- **TO DO**
In the records below, change "scan" to "search" and write the lines out again with nothing else altered. Leave the pictures out of your answer.

- **INPUT**

________________________

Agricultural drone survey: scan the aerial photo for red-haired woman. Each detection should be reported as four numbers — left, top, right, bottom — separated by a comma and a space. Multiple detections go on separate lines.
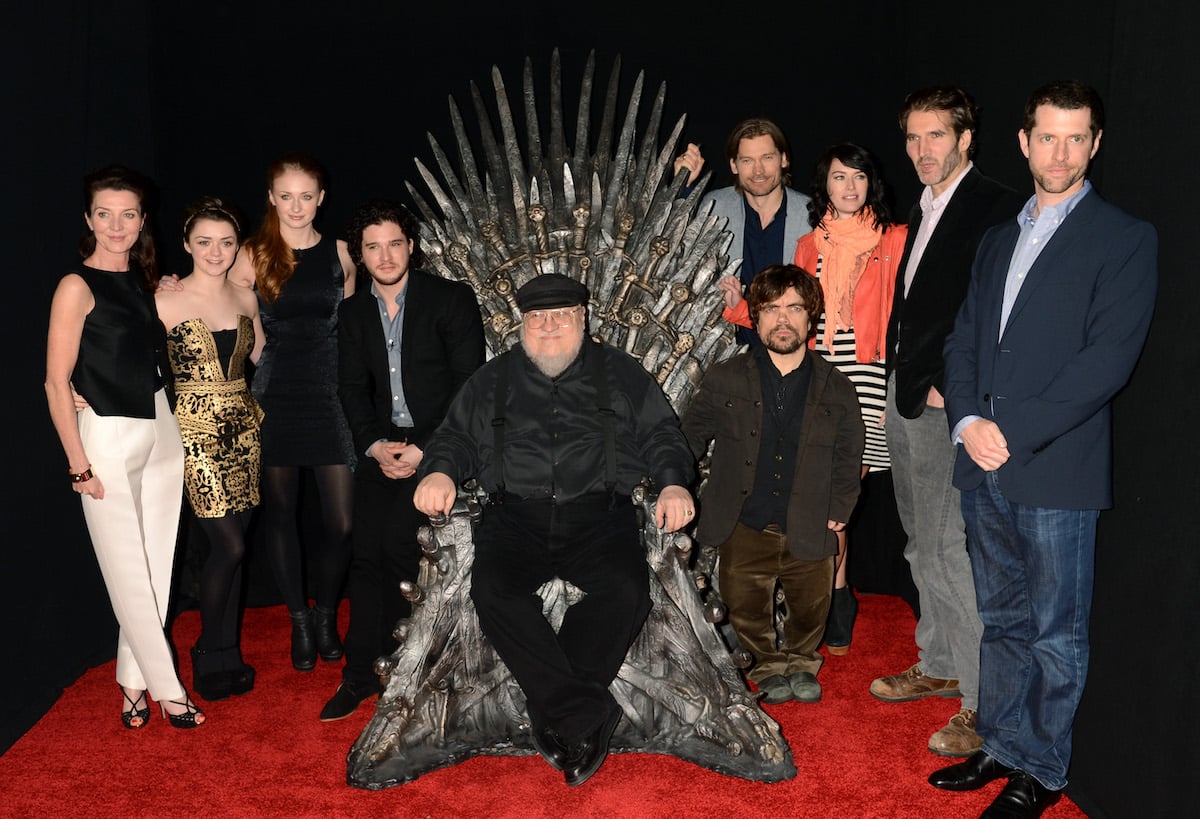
229, 154, 355, 671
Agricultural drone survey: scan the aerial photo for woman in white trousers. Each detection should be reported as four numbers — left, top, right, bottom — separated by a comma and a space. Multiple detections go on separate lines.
46, 166, 204, 729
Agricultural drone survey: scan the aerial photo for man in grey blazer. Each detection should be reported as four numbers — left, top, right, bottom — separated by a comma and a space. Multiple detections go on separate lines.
929, 80, 1158, 817
674, 116, 816, 346
871, 85, 1022, 757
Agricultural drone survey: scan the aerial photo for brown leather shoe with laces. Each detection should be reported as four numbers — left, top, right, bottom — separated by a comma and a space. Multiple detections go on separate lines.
871, 663, 962, 703
929, 709, 983, 757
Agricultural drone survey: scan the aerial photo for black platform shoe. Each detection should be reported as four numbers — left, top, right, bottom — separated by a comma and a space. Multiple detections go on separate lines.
826, 586, 858, 657
192, 647, 233, 703
221, 646, 254, 695
288, 609, 317, 671
312, 605, 342, 663
121, 687, 150, 730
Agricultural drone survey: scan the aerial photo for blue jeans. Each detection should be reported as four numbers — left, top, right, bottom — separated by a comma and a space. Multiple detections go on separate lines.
887, 376, 983, 710
962, 472, 1100, 790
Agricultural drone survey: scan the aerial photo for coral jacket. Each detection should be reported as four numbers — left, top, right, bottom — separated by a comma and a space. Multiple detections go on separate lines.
722, 225, 908, 364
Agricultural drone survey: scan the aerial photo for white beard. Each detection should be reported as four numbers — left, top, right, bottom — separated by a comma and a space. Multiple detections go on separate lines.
521, 336, 583, 378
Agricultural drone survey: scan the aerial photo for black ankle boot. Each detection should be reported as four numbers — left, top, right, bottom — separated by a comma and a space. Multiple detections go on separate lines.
192, 647, 232, 701
312, 605, 342, 663
221, 646, 254, 695
826, 586, 858, 657
288, 609, 317, 671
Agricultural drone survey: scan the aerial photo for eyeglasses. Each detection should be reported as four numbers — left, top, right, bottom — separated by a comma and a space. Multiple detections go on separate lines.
523, 305, 583, 330
758, 304, 805, 318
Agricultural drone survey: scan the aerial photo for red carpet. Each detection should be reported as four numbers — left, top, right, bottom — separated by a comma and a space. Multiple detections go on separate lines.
0, 594, 1085, 819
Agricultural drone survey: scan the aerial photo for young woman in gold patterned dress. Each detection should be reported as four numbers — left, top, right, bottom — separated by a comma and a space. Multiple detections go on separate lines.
155, 198, 264, 700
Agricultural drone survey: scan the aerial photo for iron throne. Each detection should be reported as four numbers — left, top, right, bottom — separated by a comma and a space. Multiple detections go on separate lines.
347, 50, 796, 789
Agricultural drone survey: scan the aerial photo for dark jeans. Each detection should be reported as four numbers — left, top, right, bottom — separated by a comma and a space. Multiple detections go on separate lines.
962, 472, 1099, 790
470, 496, 650, 741
342, 458, 428, 688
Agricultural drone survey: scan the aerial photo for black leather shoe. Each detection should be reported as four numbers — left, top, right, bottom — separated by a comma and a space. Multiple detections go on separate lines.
529, 728, 569, 771
824, 586, 858, 657
192, 647, 233, 703
929, 751, 1014, 790
979, 771, 1062, 819
563, 704, 622, 788
288, 609, 317, 671
320, 682, 380, 722
312, 605, 342, 663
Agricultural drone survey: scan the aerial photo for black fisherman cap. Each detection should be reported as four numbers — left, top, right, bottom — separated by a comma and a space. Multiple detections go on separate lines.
517, 273, 588, 312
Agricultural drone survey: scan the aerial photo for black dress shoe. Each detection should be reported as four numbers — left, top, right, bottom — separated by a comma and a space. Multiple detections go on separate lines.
563, 704, 622, 788
529, 728, 569, 771
320, 682, 380, 722
979, 771, 1062, 819
929, 751, 1014, 790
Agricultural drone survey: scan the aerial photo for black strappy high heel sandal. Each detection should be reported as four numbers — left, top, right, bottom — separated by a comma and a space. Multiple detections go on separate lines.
158, 692, 205, 728
121, 686, 150, 730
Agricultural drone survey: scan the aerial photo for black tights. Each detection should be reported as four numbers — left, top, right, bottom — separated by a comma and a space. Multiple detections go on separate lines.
196, 509, 250, 651
262, 464, 354, 611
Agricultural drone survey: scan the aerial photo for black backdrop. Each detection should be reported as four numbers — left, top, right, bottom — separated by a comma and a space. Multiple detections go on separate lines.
0, 0, 1200, 817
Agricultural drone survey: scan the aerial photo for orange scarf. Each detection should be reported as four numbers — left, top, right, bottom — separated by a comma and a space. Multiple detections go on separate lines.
812, 207, 883, 349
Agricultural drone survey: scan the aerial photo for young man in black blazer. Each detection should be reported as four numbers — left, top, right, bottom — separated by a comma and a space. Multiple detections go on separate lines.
320, 202, 484, 722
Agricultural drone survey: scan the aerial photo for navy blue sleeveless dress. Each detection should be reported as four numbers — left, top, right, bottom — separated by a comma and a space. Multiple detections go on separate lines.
252, 237, 355, 467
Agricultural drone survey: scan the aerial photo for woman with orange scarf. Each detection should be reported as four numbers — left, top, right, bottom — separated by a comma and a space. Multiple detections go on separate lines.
722, 143, 908, 656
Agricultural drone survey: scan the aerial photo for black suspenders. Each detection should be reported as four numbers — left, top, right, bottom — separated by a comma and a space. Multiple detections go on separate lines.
491, 342, 617, 503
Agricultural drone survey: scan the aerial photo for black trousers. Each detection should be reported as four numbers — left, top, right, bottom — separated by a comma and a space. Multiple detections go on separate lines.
470, 495, 650, 741
342, 458, 428, 688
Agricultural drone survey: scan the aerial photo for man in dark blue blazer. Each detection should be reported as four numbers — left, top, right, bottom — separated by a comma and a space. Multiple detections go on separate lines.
930, 80, 1158, 817
320, 202, 484, 722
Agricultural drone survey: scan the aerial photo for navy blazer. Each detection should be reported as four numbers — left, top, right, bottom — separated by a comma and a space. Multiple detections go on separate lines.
946, 191, 1158, 509
337, 270, 485, 458
887, 167, 1025, 418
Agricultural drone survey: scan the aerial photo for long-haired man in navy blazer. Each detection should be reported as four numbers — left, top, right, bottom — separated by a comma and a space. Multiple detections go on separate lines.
930, 80, 1158, 817
320, 201, 484, 722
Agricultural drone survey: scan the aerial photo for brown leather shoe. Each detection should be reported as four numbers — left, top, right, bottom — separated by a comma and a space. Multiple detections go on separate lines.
929, 709, 983, 757
871, 663, 962, 703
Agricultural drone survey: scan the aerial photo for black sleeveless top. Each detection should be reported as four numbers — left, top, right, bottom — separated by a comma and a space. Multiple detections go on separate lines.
71, 265, 167, 418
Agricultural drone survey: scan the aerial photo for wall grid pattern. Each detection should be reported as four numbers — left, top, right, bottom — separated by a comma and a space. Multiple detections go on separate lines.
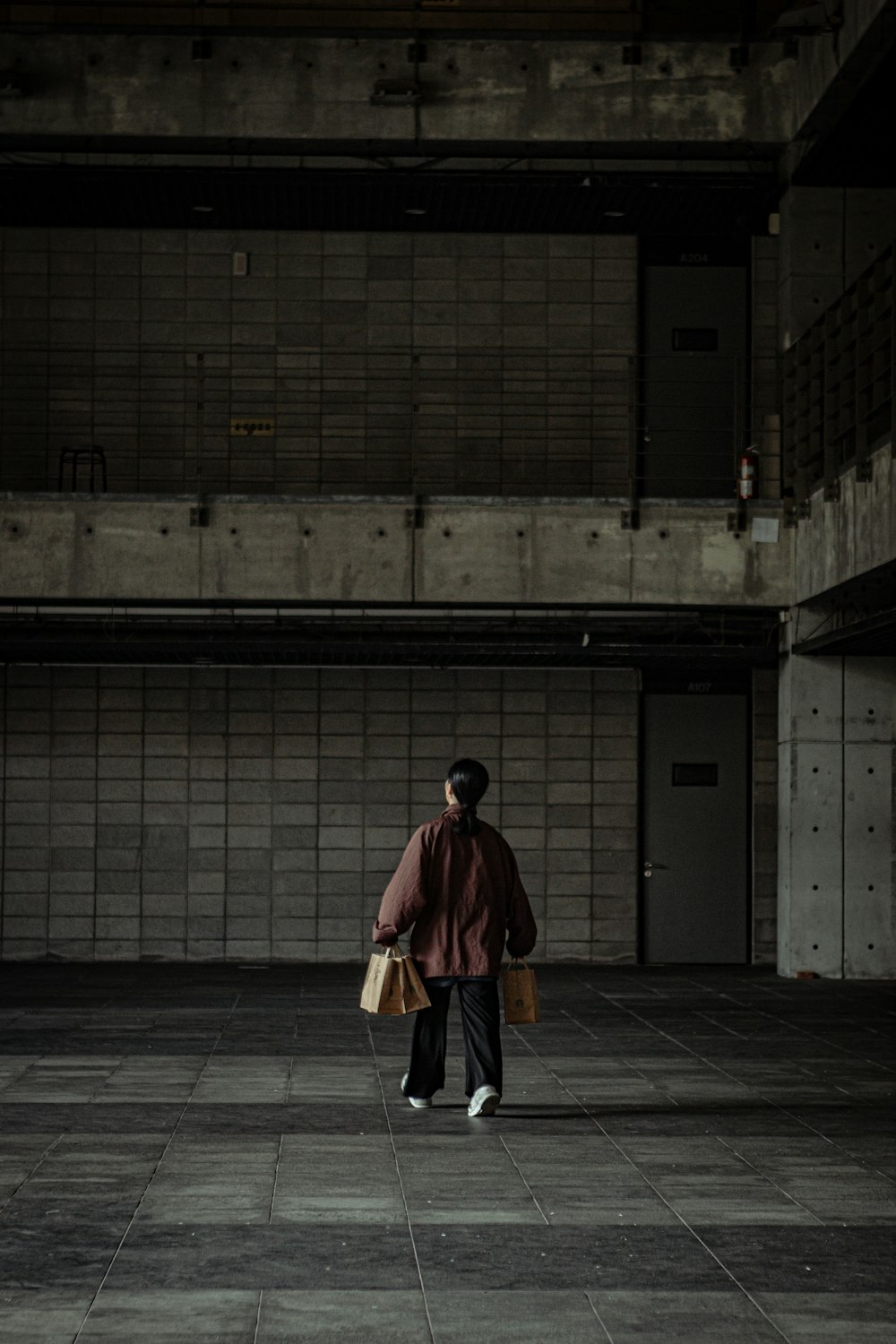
0, 228, 637, 495
3, 667, 638, 962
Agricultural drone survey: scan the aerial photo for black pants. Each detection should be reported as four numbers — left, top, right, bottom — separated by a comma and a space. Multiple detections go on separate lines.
404, 976, 503, 1097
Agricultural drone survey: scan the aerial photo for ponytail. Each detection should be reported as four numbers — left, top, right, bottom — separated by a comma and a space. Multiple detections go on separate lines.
447, 757, 489, 836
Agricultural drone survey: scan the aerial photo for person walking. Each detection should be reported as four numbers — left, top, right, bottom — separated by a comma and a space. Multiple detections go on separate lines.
374, 758, 538, 1116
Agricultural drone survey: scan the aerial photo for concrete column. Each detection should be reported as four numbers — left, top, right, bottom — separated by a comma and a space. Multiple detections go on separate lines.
778, 634, 896, 978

________________________

- **ANSWER TO THIS PROBLEM**
Agricultural drone survey: search the aerial photo for red-haired woman. Each detection should be reported as four numbers — left, top, right, bottom — separated by a comma and a space. Multiple detections go on separate lines.
229, 154, 355, 671
Agricultural drone survey: search the aerial photo for woman in white trousers. Each detection should be reported as four numbers — left, top, right, bottom — separated by a comma and a space. Multiple detections go on separate lines.
46, 166, 204, 729
Agricultural drone survey: search the aerial photo for man in grey blazer. Each detection should be reported as four numbers — left, top, right, bottom — separated by a comma and a space. Multiple detections go on separate lines.
929, 80, 1158, 817
674, 116, 816, 346
871, 85, 1022, 757
Agricultural drone survey: search the aerial photo for brown leather shoe with laces. Each detection should be reported as four numbers — left, top, right, bottom — separated by a comma and a space. Multiple detections go on separate lines.
871, 663, 962, 703
929, 709, 983, 757
Agricultural drone survey: search the aerial photo for black platform shoe. Each detection should be reported as four numbers — left, top, right, bottom — separated by a comma and a space. Multiple detections go on separate lines.
826, 586, 858, 657
192, 647, 233, 703
221, 646, 254, 695
288, 609, 317, 671
312, 605, 342, 663
121, 687, 150, 730
Agricultural drone survey: search the aerial photo for blue jeans. Each detection should be reported as four numbers — left, top, right, bottom — separated by a comma and a space. Multiple detections go on separate lines.
887, 376, 983, 710
962, 472, 1100, 790
Agricultural drone survey: search the aerial photo for coral jacket. Each detection should be reported as four numbers — left, top, right, bottom — separated by a comma and a space. Multiple detections go on separate lines.
722, 225, 908, 364
Agricultural drone survey: search the aerial photo for white beard. Each detection should be reported as four numbers — left, top, right, bottom — separated by a comma and a space. Multiple detections go on separate lines.
521, 336, 583, 378
Agricultural drone survey: search the aerial photo for black ankle boot. Each detection should be reported as four numbers — left, top, right, bottom — separated by a comma and a space. Multiple detections go on separate lines.
192, 647, 232, 701
312, 605, 342, 663
221, 646, 254, 695
826, 586, 858, 657
288, 609, 317, 671
Agricultural drone survey: search the aerial photo for eyeglasses. Each detection should be reported as four numbers — left, top, right, bottom — separated by a comma and a space. Multiple detections go on separate lines.
523, 305, 583, 330
758, 304, 805, 318
Agricultural drone survey: search the aerial photo for red carpet. Each detection should be reported as four numbers — left, top, right, bottom — separated by a comma and a space. Multiple detections go on separate lines.
0, 594, 1085, 819
Agricultural drone survey: search the aerial photo for young woman in gold patterned dress. Each detection should be reported as four numbers — left, top, right, bottom — separated by a comma and a space. Multiple detections go on separate lines.
155, 198, 264, 700
Agricultural drone survey: search the aerial photo for iron throne. Each detection should be reported as four numbers — left, top, right, bottom — separated by a comma and a space. Multiple detections go on separate lines.
347, 50, 796, 789
Agricultural drone survey: search the aerial photo for dark jeans. Each detection should be reported as four numbers — left, top, right, bottom — separated by a comma and a space. Multiple detections go on separate lines.
962, 472, 1099, 790
470, 496, 650, 741
342, 458, 428, 688
Agricultural drone survey: search the aerial photo for black leather shoe. Each detection should be reported as four numbers — left, top, right, bottom — separated by a comma and a space. Multiple detections go on separate lines.
529, 728, 569, 771
824, 586, 858, 657
192, 647, 233, 703
929, 751, 1014, 790
979, 771, 1062, 819
563, 704, 622, 788
288, 609, 317, 671
320, 682, 380, 722
312, 605, 342, 663
Agricultural drone survey: search the aerial photo for black fisherman cap. Each detection should be reported as four numbers — left, top, right, bottom — separated by a comma and a space. Multiple detections go on separate lines.
517, 273, 588, 312
Agricultural drone survey: search the aerial photo for black dress shoe. Each detection should be reported as four numbers — left, top, right, bottom — separated by a comma and a space. Multiple detections go on separate lines.
563, 704, 622, 788
529, 728, 569, 771
320, 682, 380, 722
979, 771, 1062, 819
929, 751, 1014, 790
Agricultural drone survey: search the aerial photo for black strappy high heel sandal. Each detection should be reported as four numbers — left, top, right, bottom — separated by a comma and a space. Multiple detections go on separate lines.
158, 692, 205, 728
121, 686, 150, 730
Agricultural drone survey: search the aerial photo for black tights. Each detection should be reported as four numbers — left, top, right, bottom — separated by a comma and a space. Multiple detections go on separate lines.
196, 509, 250, 651
262, 464, 354, 611
Agricultural drone survey: search the aerial photo for black backdrop. Each detection should be reported as four numbers — left, top, right, bottom — separated by a comma and a space. Multiple detections go on separate lines.
0, 0, 1200, 817
Agricultural drone survey: search the aerial photo for orange scarf. Each detection should be reported as four numbers — left, top, right, bottom — separated by a comma and a space. Multiple detections go on separate lines.
812, 207, 883, 349
Agricultural drone survey: search the aerial photo for young man in black blazer. Each detection should be reported as four numbers — left, top, right, bottom — separated by a comma and a space. Multiple detections go on separate lines.
320, 202, 484, 722
Agricultural drone survey: search the aerial photo for navy blue sleeveless dress. Each detection should be reported as four numbers — left, top, right, bottom — separated by a comma and a space. Multiple detections go on separate lines.
252, 237, 355, 467
Agricultural drone survey: search the aerial photo for woman with orange scarf. Each detection should be reported as four numbers — left, top, right, bottom — separated by a comma and a space. Multiple detections go on separate lines.
722, 143, 908, 656
Agricultural drone survey: search the aerial photo for black suspenders. Each detection should be reported as four numbers — left, top, right, bottom — separated by a comma and a space. Multiple detections go on separate lines.
491, 342, 617, 503
Agricultural drone survey: search the aerial photo for black trousers. Each detection should be reported as four numbers — left, top, right, bottom — separated by a comma and a space. Multiple detections go on separate lines.
470, 495, 650, 741
342, 458, 428, 688
Agricultural drone survey: search the aerial photo for man in dark blue blazer. Each detection should be reported as four numbers — left, top, right, bottom — separated by a comma and a space. Multiple detections go on separate lines.
930, 80, 1158, 817
320, 202, 484, 722
Agricultural drone survey: search the aerial photo for navy blazer. Each detection should be reported as four numbers — left, top, right, bottom — separated by a comma and a space. Multiple detections go on separate lines.
946, 191, 1158, 509
337, 270, 485, 458
887, 167, 1025, 418
Agricultural drone survey: search the aerial photo for long-haired man in navy blazer. Each detection should be reported as four numbers — left, top, right, bottom — separated by a comma and a space. Multiple detections go on separate lines.
930, 80, 1158, 817
320, 201, 484, 722
Agricultural drone survey: search the aerial photo for brown leather shoe. Each detection should be reported as four numbers — left, top, right, bottom — separated by a comma and a space. Multiple detections go on separate lines.
929, 709, 983, 757
871, 663, 962, 703
Agricultural drone survey: search the aerial photo for black sleeveless top. Each detection should be reported as four numbers — left, top, right, bottom — separated by a comma and a space. Multiple detections go on separate lines.
71, 265, 167, 418
Agricultural drone survey: search the aerial photo for wall grid pattern. Each detection should be reported as four numbers — left, top, right, bottom — separated by a comma and a space. Multiple detections go on separate lines.
0, 228, 637, 495
3, 667, 638, 962
Agricultural drone survey: search the aerial photo for black pants. Each detection should be reported as four numbers — left, top, right, bottom — separated by a comma and a space. Multiple detections go on separate lines.
404, 976, 503, 1097
Agricultural drone survey: search the aerial photo for ponytail. Each detection should be reported as four numbers — left, top, right, bottom — separated by a comma and a space. Multiple detections go on separate lines.
447, 757, 489, 836
Agricultural drone survey: search the aerial photo for person walking. Each detection should be reported as four numbers — left, top, right, bottom — separated by a comma and a space. Multiple detections go on separate lines.
374, 758, 538, 1116
Agricultural drone survey: search the aerial photo for concrete column. Each detection should be reported as four numbers — left, top, right, bottom — separated by a comma and a space. Multiple detections go on separate lines.
778, 634, 896, 978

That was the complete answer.